- _Problem details_: Using the entries below, copy out all lines where "heart" is found.

· · ·

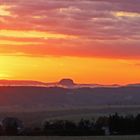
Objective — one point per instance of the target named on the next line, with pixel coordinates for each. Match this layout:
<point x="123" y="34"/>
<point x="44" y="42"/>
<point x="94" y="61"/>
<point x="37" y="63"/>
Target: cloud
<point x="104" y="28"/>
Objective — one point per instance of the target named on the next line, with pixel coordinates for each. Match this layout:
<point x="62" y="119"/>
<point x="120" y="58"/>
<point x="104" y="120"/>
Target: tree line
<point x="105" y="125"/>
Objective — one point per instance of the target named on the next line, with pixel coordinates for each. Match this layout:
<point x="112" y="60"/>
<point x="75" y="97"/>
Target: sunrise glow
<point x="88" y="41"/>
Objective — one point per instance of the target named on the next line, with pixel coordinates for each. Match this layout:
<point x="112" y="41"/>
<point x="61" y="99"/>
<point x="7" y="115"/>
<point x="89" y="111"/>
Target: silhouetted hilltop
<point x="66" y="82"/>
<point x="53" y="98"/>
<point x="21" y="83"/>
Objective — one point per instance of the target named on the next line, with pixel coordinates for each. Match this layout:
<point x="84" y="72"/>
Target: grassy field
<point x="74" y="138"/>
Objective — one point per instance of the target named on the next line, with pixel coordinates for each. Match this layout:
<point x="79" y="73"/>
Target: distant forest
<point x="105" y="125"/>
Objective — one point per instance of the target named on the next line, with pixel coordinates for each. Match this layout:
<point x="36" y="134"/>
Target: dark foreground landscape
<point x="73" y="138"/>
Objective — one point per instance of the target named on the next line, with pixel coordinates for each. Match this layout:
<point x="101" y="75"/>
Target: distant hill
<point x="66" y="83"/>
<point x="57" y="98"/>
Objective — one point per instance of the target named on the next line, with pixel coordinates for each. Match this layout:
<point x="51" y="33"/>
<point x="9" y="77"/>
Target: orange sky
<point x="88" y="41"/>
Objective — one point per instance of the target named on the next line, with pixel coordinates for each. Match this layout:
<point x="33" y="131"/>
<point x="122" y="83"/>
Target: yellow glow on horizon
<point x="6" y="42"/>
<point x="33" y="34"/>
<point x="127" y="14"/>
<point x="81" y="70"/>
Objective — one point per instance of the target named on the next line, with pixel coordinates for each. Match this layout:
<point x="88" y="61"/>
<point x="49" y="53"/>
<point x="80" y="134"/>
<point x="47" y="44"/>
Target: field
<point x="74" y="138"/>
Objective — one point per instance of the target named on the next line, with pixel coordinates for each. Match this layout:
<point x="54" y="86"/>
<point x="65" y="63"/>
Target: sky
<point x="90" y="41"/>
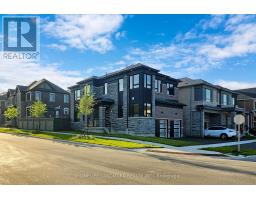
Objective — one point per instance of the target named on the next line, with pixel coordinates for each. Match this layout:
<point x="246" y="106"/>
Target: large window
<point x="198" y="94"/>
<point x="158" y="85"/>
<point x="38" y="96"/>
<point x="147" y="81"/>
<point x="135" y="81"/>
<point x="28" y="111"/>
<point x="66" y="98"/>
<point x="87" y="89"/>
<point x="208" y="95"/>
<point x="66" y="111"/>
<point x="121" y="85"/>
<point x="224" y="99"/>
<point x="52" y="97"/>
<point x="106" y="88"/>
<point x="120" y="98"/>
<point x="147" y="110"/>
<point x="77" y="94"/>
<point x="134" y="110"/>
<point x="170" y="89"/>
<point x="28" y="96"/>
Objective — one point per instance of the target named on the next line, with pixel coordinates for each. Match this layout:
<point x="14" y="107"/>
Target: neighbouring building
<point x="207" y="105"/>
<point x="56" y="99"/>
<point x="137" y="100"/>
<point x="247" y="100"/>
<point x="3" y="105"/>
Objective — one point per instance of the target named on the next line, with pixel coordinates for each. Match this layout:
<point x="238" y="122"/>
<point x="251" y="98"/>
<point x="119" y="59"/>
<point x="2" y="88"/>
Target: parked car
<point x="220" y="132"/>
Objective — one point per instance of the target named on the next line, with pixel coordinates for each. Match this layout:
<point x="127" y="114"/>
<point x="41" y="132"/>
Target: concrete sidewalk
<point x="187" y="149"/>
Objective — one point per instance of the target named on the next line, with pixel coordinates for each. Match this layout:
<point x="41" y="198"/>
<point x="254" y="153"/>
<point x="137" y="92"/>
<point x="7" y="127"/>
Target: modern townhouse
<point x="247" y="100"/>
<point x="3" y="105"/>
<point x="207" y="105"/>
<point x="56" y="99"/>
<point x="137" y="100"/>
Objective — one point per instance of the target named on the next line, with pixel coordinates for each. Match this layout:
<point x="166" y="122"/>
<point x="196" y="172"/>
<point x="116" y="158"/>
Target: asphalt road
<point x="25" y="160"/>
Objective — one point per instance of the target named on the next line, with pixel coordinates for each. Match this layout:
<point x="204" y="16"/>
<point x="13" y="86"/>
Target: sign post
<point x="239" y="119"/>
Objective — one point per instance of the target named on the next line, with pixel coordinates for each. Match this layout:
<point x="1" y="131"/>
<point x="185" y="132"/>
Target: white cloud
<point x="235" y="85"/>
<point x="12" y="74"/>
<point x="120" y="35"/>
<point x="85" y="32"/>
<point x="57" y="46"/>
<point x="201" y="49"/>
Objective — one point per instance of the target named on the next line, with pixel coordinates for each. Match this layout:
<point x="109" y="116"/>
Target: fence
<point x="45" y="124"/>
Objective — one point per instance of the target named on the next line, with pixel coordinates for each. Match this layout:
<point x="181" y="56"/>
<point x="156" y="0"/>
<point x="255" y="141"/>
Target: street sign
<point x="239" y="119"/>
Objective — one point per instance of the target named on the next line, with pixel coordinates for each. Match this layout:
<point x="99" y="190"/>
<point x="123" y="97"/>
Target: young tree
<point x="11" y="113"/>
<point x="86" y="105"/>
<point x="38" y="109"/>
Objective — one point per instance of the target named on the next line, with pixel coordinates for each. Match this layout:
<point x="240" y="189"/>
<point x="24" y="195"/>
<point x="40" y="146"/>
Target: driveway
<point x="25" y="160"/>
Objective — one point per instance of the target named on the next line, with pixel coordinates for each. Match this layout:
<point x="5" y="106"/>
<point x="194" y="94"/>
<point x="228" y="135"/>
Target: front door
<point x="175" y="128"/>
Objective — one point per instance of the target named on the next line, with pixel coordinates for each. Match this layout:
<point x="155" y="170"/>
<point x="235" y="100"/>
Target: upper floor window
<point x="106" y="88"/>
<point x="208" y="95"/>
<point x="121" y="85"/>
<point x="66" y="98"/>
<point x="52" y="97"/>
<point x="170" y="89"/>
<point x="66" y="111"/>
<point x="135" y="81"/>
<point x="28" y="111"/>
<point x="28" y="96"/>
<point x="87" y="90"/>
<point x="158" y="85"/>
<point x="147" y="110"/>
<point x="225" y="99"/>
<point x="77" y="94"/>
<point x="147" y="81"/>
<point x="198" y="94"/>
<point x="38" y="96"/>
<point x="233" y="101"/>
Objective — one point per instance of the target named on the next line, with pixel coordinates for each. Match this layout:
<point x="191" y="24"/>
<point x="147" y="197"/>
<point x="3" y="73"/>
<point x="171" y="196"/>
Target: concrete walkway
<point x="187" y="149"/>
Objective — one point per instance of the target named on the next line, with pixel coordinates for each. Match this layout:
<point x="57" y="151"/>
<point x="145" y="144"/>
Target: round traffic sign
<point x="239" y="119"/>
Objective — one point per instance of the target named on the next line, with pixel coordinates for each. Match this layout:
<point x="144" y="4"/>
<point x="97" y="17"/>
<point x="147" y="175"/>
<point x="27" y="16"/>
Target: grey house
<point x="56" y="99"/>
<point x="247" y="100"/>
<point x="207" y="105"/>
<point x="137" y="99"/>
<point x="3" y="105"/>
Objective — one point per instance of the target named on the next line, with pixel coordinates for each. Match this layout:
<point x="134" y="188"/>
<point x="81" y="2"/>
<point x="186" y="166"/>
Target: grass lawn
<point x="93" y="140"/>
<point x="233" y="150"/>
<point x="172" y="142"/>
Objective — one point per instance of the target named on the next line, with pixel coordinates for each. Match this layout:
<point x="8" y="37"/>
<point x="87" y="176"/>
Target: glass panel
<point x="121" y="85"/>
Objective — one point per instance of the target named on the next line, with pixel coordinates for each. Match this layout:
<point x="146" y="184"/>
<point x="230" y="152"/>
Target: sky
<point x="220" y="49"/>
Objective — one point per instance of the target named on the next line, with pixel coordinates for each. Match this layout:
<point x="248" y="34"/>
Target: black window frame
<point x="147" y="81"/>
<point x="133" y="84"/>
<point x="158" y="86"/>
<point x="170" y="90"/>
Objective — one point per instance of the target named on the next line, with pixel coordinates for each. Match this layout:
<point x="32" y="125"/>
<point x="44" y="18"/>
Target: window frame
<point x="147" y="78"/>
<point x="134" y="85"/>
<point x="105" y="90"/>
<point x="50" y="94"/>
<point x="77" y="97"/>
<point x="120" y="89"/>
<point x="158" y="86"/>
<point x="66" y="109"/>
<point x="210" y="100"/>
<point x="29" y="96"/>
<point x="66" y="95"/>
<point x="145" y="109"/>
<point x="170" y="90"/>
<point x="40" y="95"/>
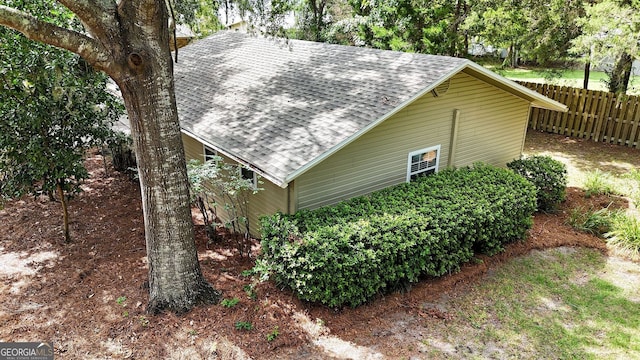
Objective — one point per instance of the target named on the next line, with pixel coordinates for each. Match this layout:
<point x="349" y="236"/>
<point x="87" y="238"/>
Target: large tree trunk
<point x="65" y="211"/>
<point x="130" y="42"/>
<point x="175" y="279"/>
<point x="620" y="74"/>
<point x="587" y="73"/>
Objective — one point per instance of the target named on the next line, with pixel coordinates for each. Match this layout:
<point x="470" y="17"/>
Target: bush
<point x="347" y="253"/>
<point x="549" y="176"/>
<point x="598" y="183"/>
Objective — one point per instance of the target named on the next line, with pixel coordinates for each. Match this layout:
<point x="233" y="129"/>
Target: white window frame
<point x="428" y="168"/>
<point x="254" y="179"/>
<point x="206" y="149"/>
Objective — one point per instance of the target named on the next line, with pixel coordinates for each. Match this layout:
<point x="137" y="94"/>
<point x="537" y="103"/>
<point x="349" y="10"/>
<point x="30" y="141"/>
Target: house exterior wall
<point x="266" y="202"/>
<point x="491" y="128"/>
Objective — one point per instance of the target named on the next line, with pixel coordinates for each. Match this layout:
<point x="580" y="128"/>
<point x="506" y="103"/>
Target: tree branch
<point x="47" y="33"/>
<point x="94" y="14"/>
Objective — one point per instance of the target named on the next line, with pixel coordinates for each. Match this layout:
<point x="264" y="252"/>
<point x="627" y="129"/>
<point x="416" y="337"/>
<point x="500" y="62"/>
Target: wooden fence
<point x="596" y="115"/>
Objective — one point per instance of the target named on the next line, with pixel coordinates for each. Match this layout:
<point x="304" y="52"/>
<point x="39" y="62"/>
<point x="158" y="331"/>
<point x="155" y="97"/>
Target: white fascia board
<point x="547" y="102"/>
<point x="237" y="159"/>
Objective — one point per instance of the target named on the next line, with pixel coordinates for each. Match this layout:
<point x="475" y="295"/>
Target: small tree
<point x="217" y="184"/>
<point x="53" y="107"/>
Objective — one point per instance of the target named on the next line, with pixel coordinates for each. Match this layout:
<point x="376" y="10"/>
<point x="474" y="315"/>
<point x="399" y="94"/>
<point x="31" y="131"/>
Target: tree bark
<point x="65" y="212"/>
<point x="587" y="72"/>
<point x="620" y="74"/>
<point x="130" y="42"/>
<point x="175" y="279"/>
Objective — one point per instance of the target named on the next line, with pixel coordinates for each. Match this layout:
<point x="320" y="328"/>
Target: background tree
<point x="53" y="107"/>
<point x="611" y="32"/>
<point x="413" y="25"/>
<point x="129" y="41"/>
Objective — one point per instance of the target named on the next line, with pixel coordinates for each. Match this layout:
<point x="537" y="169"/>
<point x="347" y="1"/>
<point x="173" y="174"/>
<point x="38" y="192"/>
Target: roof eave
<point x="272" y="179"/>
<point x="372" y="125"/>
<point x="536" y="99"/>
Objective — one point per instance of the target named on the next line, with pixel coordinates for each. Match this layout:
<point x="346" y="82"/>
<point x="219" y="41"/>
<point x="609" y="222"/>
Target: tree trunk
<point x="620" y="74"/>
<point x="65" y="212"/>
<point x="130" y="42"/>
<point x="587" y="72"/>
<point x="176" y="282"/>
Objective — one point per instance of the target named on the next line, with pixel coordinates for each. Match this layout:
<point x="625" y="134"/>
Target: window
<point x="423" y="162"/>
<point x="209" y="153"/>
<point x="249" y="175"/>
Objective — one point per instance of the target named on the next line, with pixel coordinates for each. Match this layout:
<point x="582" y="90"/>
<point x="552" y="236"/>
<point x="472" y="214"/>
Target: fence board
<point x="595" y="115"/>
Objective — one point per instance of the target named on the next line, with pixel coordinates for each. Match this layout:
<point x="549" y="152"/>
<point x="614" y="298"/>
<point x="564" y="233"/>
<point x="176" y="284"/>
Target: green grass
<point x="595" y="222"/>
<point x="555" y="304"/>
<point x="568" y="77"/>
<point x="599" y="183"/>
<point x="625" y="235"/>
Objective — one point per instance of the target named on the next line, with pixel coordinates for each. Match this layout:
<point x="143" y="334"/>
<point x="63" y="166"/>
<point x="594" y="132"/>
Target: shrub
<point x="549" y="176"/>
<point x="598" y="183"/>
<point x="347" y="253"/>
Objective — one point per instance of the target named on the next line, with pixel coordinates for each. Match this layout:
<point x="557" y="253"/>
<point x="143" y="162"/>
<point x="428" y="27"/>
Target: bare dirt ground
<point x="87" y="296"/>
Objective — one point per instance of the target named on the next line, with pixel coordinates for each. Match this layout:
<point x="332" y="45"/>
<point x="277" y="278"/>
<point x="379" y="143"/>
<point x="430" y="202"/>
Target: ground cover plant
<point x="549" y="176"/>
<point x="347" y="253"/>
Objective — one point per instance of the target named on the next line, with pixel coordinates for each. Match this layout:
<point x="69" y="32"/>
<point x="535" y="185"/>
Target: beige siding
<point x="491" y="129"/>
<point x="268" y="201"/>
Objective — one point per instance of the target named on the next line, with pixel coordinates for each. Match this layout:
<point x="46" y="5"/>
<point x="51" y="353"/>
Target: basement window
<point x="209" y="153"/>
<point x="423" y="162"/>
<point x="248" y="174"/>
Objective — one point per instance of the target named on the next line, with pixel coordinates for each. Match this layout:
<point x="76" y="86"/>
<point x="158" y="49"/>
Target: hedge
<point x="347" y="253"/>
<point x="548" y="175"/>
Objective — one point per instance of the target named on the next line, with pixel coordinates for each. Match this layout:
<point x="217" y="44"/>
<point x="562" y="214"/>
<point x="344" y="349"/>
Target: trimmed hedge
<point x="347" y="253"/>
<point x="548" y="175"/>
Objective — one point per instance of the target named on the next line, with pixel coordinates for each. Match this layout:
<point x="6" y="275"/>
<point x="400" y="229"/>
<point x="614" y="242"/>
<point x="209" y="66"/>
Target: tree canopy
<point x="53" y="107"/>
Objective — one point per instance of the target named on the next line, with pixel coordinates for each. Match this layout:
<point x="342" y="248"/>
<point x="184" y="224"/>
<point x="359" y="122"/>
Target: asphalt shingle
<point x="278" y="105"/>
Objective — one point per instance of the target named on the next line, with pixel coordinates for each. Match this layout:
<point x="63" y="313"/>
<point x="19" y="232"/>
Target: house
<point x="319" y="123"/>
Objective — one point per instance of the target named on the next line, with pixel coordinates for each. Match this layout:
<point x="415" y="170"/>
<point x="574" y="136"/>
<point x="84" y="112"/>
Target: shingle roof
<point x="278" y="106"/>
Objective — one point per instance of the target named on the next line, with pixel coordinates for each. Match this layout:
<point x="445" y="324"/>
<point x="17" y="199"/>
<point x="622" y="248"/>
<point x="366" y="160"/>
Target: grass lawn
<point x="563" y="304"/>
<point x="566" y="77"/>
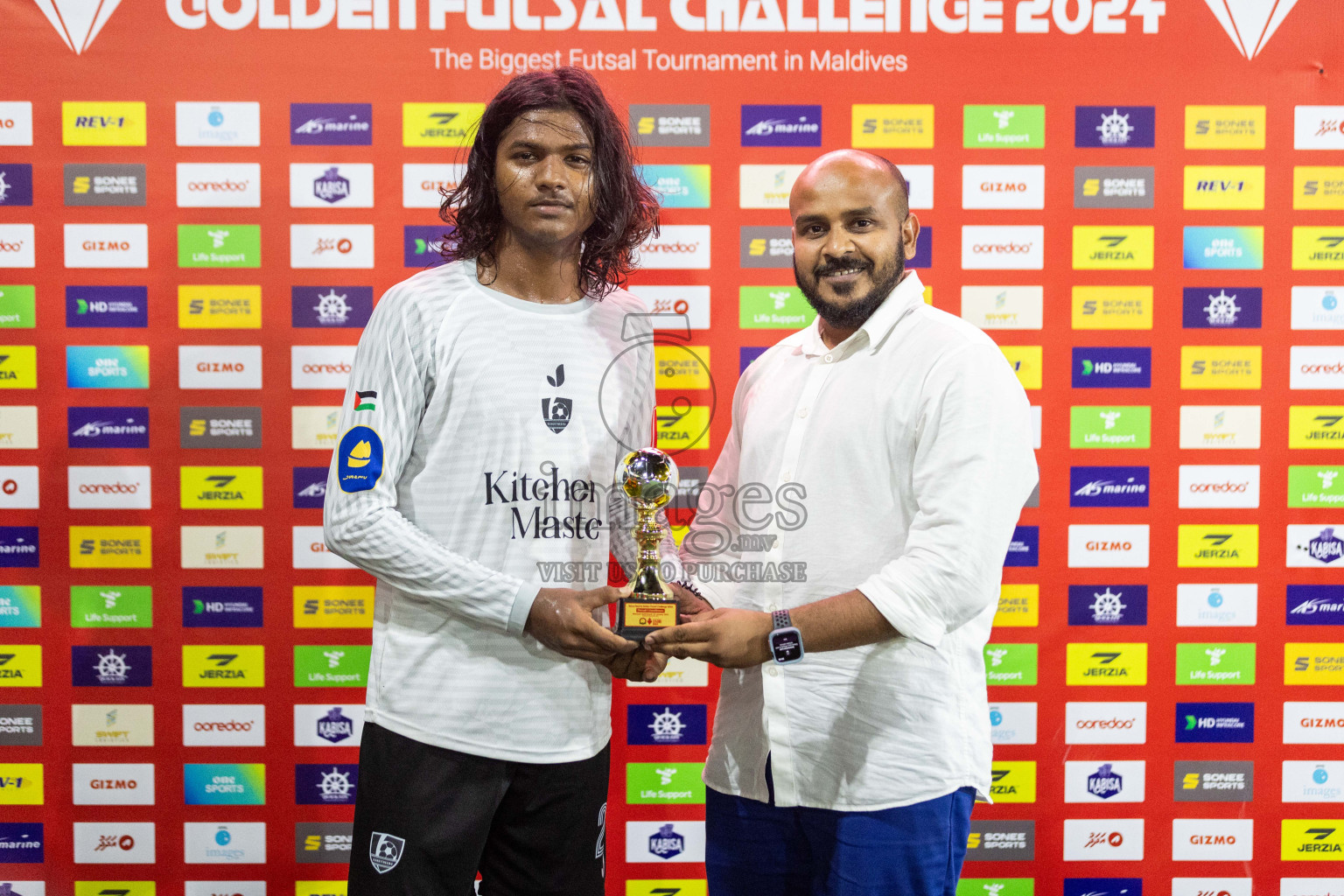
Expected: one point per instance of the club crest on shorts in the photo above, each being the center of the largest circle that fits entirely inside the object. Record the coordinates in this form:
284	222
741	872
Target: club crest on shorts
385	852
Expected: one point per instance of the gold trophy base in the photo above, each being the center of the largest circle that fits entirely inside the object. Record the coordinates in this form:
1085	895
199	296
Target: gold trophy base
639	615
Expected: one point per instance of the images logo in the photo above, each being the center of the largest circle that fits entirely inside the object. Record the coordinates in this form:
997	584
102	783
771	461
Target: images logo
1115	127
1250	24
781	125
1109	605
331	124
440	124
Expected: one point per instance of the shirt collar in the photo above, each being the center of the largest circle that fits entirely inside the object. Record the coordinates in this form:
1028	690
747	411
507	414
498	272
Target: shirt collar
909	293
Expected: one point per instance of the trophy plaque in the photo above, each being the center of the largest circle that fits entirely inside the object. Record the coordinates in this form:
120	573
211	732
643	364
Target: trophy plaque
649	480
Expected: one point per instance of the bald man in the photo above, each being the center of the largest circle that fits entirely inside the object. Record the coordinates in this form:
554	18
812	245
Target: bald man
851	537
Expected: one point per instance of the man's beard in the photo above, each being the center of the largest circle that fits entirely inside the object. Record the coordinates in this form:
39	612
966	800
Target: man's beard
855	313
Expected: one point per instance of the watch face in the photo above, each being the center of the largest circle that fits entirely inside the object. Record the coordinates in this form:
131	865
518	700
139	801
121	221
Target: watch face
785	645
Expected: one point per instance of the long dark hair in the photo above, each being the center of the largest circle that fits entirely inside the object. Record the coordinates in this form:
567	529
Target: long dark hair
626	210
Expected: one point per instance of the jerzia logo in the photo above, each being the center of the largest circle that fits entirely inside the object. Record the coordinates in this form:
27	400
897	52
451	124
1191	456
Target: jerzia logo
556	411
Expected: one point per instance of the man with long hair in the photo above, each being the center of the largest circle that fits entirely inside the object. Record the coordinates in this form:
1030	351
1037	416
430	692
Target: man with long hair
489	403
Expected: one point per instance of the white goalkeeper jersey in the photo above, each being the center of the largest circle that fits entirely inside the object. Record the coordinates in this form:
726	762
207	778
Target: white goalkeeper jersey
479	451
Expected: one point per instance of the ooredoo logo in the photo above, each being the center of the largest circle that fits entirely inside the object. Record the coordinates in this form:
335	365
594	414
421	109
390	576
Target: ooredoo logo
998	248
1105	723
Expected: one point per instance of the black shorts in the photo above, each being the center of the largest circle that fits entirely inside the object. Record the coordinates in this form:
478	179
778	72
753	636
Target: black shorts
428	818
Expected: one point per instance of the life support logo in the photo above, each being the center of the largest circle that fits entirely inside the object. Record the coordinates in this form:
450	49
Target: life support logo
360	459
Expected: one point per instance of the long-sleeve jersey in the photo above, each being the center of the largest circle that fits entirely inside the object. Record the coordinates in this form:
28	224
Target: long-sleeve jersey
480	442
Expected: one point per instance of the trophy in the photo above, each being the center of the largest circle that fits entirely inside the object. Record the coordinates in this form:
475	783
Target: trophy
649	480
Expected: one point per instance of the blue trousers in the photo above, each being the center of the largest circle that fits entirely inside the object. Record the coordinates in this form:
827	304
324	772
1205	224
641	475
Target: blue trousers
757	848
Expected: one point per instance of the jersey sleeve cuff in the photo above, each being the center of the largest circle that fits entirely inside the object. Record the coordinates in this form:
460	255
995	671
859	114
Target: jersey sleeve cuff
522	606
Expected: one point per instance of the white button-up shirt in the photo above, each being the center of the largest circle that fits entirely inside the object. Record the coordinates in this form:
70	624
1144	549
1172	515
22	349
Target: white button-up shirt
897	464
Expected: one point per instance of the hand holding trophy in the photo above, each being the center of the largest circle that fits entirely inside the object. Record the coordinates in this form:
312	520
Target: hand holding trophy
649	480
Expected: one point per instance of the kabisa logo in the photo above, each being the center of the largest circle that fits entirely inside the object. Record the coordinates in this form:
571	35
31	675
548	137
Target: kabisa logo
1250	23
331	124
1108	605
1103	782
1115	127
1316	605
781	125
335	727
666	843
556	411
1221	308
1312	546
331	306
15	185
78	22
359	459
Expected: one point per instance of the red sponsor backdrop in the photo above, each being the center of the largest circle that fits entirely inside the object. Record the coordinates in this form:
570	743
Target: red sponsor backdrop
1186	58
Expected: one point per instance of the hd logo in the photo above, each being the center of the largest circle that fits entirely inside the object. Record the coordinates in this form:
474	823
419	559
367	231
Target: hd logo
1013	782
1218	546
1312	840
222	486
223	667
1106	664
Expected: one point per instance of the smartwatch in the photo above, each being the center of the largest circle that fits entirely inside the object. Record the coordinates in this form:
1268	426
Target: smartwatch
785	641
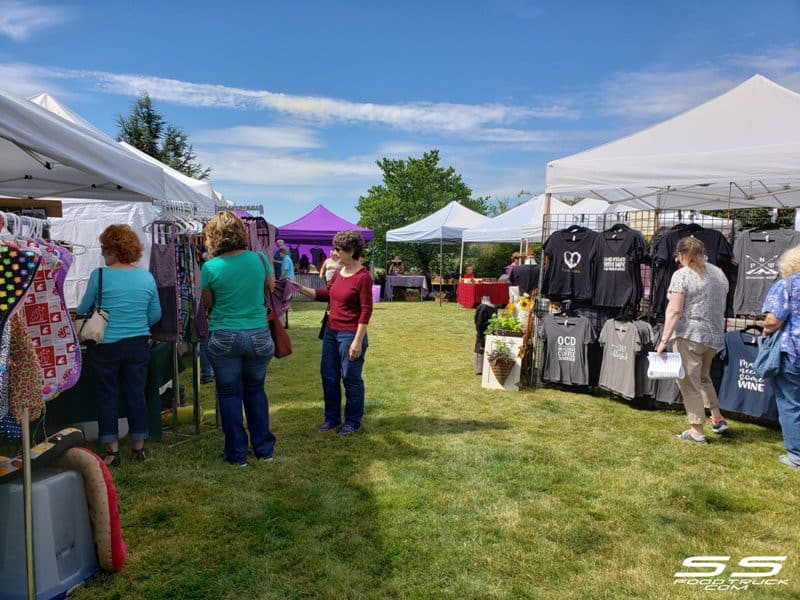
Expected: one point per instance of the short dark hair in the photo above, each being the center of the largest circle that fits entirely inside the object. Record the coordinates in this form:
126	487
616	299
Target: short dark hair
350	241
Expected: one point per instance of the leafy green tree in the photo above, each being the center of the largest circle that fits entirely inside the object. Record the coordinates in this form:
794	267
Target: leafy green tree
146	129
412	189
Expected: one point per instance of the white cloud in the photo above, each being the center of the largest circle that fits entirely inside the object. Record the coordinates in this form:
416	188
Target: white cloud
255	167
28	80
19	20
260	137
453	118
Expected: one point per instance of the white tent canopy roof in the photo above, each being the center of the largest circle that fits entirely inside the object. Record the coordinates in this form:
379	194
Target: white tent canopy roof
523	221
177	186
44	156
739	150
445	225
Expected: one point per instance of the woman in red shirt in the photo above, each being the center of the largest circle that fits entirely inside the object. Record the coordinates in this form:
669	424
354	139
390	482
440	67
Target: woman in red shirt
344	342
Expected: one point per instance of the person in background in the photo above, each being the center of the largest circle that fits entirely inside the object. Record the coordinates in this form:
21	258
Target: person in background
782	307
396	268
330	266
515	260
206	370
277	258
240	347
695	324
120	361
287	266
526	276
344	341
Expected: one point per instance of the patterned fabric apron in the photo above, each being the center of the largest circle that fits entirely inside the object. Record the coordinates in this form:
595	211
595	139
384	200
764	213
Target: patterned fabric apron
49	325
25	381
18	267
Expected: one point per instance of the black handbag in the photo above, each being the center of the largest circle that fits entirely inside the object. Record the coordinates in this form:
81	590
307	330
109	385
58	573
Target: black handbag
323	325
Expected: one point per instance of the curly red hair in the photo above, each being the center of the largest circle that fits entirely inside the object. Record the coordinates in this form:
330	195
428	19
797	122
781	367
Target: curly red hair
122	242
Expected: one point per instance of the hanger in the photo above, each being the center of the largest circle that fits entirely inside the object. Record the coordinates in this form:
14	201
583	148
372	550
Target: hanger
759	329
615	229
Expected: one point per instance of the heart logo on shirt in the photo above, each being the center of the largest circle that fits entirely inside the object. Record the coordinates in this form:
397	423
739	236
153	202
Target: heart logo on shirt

· · ·

- _Output of the task_:
Expected: one point per instance of the heart logo on shirt in the photo above, each being the center of the largest circle that fits entirely inside the object. Record the coordinates in this form:
Target: heart logo on shirt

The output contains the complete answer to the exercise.